### JOB
Reproduce only this part of the listing: the line with "Note: pick out each instance of the white jersey in", plus every line after it through the last.

### SUPPLIED MATERIAL
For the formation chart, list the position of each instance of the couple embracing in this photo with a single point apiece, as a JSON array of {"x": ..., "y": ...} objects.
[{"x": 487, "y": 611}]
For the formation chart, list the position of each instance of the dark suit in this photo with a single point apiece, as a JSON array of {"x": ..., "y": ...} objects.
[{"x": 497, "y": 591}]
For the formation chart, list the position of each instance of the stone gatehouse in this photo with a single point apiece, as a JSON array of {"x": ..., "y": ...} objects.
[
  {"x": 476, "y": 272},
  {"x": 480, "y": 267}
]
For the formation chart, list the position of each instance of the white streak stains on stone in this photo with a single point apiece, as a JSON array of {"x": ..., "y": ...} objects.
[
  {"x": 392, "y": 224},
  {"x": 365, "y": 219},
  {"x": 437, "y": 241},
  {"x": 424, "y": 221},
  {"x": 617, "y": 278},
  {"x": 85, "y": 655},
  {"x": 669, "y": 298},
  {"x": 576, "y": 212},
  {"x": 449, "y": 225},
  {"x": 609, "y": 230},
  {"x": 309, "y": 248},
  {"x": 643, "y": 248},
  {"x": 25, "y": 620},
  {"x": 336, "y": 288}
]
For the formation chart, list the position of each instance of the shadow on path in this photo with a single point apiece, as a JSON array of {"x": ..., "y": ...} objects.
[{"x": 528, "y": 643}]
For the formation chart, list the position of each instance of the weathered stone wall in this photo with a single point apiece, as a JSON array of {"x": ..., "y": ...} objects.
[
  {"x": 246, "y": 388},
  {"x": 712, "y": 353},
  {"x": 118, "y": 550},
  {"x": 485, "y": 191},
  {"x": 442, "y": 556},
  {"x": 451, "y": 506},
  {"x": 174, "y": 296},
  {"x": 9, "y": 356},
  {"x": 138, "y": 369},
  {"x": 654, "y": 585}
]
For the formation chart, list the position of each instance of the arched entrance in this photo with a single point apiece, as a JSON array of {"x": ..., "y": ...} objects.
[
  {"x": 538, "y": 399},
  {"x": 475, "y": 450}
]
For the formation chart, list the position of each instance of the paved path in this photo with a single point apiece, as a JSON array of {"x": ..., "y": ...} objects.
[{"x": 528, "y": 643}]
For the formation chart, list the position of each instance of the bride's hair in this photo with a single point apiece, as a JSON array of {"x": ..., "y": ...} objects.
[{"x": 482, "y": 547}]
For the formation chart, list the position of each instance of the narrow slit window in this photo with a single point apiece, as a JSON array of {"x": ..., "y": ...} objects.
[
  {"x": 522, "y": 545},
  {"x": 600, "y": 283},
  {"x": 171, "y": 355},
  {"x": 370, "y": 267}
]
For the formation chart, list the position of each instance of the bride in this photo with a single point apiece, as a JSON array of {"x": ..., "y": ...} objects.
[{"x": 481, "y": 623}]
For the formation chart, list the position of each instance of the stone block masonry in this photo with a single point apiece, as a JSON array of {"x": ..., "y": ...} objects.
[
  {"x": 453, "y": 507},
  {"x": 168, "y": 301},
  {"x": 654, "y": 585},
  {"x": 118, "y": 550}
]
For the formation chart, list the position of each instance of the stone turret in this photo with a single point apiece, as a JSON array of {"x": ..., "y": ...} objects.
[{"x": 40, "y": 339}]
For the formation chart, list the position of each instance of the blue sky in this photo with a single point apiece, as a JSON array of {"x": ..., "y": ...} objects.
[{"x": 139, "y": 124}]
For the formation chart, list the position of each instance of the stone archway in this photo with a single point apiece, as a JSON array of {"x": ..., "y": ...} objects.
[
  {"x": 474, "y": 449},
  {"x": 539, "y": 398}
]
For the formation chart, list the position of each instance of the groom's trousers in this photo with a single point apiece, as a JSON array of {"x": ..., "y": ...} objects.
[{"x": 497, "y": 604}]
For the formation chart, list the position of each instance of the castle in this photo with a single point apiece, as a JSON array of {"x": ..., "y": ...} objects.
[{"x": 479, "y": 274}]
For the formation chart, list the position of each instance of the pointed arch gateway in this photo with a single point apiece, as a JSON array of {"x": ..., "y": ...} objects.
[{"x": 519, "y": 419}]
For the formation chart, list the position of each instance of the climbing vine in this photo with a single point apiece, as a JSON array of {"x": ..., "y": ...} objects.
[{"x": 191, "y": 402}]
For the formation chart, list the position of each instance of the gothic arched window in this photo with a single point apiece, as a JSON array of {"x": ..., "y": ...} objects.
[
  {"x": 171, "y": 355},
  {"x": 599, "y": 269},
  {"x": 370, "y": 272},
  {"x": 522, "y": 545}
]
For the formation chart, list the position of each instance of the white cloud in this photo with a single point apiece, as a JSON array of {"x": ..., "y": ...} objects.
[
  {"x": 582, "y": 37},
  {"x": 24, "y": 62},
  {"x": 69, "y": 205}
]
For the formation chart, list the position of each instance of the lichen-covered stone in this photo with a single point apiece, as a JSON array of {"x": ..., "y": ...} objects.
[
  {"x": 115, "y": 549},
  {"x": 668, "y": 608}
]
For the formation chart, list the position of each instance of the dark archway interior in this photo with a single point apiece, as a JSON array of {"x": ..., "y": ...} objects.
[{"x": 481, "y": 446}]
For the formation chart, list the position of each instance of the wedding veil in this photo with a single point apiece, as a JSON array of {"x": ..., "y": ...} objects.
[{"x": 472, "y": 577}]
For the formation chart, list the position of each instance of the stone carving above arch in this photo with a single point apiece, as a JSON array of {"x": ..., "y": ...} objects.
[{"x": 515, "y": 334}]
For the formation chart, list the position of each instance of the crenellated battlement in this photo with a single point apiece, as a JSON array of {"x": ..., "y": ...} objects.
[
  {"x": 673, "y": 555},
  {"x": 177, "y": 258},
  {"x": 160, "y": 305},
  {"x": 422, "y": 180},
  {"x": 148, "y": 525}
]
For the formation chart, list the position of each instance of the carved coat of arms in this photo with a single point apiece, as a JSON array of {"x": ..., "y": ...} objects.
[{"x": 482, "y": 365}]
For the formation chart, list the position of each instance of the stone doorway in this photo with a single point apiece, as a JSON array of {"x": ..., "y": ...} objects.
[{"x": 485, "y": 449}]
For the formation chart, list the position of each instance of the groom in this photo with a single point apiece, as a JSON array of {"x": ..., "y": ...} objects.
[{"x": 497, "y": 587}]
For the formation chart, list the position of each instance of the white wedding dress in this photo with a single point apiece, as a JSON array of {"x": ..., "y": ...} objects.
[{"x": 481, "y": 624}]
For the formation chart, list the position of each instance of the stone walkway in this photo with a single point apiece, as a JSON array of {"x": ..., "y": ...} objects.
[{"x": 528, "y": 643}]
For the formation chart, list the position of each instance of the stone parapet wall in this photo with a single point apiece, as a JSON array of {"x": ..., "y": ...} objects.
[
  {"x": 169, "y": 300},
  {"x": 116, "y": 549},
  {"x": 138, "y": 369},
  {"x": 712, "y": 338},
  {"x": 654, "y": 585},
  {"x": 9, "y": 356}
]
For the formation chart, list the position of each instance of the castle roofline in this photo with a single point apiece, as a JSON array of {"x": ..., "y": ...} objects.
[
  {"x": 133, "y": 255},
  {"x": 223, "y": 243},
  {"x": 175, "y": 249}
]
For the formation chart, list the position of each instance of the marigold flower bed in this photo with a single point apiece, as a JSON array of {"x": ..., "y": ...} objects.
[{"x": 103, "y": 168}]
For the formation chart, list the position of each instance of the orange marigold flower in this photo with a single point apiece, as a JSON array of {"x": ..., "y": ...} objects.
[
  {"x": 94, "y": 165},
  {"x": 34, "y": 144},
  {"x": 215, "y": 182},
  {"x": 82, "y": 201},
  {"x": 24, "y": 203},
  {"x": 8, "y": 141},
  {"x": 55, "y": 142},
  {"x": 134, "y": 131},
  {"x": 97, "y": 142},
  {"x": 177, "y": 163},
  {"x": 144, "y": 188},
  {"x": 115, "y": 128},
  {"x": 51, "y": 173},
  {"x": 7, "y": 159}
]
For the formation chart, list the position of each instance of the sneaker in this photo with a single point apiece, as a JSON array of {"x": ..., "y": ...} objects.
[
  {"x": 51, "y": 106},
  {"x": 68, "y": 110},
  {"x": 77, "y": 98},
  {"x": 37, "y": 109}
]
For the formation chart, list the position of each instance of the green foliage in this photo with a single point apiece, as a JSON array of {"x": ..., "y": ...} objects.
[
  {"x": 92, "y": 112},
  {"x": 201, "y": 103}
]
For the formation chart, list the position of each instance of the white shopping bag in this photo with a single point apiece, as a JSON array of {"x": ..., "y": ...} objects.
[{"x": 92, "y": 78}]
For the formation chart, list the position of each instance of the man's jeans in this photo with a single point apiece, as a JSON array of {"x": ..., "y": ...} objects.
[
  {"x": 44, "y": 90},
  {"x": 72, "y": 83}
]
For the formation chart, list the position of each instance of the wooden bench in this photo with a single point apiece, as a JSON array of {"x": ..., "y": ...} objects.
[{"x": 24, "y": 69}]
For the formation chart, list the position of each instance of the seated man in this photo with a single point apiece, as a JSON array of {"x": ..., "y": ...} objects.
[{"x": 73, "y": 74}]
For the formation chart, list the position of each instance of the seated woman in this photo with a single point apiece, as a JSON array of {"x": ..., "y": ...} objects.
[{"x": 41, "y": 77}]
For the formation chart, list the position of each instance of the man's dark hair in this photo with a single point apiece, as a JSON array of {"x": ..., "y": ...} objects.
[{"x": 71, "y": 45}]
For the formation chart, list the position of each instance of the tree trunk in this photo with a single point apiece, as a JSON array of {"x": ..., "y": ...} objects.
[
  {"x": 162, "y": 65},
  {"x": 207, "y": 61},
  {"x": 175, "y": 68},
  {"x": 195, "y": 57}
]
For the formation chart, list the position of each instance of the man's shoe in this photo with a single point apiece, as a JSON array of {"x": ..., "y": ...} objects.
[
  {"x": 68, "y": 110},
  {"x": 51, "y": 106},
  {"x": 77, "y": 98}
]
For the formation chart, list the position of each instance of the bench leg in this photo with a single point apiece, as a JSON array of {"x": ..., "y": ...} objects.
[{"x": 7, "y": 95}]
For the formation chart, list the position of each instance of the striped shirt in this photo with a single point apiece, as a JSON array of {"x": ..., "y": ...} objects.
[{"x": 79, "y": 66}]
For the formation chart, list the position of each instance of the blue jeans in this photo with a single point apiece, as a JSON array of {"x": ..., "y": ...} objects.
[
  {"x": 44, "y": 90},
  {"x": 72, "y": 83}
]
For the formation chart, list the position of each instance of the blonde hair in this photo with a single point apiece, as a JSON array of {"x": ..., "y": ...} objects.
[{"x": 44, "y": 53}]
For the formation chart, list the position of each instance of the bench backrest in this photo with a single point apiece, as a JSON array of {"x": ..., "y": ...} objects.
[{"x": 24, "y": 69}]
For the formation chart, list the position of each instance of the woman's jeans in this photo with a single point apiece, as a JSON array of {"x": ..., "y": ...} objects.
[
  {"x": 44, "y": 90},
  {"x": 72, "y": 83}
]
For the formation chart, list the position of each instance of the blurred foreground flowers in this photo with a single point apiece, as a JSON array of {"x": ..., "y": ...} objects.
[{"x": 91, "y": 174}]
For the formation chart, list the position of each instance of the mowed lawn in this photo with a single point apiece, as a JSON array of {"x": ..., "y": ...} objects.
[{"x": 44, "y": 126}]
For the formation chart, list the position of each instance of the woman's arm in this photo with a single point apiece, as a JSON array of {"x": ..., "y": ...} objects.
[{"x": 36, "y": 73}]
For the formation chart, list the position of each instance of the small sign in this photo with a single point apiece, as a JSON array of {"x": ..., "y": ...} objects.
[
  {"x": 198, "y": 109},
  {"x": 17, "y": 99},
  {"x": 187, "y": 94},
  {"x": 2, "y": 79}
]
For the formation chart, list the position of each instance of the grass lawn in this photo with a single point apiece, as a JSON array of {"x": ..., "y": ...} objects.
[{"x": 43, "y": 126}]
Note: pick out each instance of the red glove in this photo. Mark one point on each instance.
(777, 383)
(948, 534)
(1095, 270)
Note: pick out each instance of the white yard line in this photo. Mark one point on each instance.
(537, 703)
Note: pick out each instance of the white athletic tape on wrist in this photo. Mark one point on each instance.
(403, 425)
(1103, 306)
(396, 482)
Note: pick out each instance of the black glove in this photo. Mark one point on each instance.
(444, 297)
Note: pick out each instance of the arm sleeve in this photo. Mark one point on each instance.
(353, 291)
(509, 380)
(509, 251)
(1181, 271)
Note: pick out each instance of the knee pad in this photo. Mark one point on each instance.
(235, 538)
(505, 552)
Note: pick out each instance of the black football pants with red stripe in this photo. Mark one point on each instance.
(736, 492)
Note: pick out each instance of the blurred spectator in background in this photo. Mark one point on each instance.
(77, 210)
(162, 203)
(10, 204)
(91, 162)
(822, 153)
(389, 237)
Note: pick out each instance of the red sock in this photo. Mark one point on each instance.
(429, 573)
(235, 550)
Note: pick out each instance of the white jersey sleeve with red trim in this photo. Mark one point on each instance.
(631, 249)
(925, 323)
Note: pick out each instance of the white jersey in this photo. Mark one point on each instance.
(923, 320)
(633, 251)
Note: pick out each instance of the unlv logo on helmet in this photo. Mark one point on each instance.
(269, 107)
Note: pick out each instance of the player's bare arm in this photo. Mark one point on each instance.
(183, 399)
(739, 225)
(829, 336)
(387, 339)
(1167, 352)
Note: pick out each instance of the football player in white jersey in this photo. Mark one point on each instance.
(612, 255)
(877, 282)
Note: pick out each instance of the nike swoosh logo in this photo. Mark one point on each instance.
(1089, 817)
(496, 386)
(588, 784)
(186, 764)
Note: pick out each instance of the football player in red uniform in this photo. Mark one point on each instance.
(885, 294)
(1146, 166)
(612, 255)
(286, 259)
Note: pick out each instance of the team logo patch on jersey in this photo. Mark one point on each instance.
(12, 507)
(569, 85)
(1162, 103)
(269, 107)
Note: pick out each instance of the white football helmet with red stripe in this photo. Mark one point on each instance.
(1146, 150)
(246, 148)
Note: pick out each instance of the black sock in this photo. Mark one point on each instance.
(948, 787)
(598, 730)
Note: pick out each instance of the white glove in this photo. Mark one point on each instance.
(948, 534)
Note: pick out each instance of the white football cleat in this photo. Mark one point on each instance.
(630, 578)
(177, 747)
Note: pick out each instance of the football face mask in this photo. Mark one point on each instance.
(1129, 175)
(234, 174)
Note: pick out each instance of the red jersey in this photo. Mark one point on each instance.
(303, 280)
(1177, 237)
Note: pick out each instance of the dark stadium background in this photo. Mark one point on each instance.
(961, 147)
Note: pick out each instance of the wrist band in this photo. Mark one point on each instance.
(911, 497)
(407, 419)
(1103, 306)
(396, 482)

### RESULT OF THIS TASK
Note: pick out each instance of the white jersey in this photo. Mark one point on each instance.
(923, 320)
(633, 251)
Note: pick out each instance of the unlv logo on helmet in this photo. Mark one point on each instance.
(269, 107)
Note: pick out each instance of the player's bare arm in this photo. Mark one point on each instance.
(183, 399)
(739, 225)
(829, 336)
(387, 339)
(1167, 352)
Note: pick out each instance of the football player in white jersey in this photo. Mark one point on each instance.
(612, 255)
(877, 282)
Note: pick out each instance of the nike swoosh logo in this photo. Mark one point on each instance.
(1089, 817)
(496, 386)
(588, 784)
(186, 764)
Note: pick out each instance of the football player in red uniform in this photo. Mark one point on each instance.
(885, 294)
(1146, 166)
(612, 255)
(286, 259)
Note: pick out each instance of the team logo patch on jersey in this photo. Mark one point on each instance.
(12, 507)
(569, 85)
(1162, 103)
(269, 107)
Note: pick out each instance of the white football helmet with red stripe in this photo. Mark one point on each instance.
(1146, 150)
(246, 148)
Note: pick out each instance of the black sock in this photo. Mark one point on each instance.
(948, 787)
(598, 730)
Note: pick out each instance of the white glove in this photo. Mark one point on each instance.
(948, 534)
Note: pick out each instance of the white football cleat in this photo. Mark one point on each instance.
(630, 578)
(177, 747)
Note: pick out each instance of the football face mask in this photo. Mark one point on each instance.
(1129, 175)
(234, 174)
Note: pick out each instance of the red jersey in this photo. Mark one point on each instance.
(303, 280)
(1177, 237)
Note: pick out each instance of the dark stadium background in this photo. Mark one point on each instance.
(961, 147)
Note: pick out each instance of the wrist band in this photo. Mark one point on each instance.
(911, 497)
(407, 419)
(1103, 306)
(396, 482)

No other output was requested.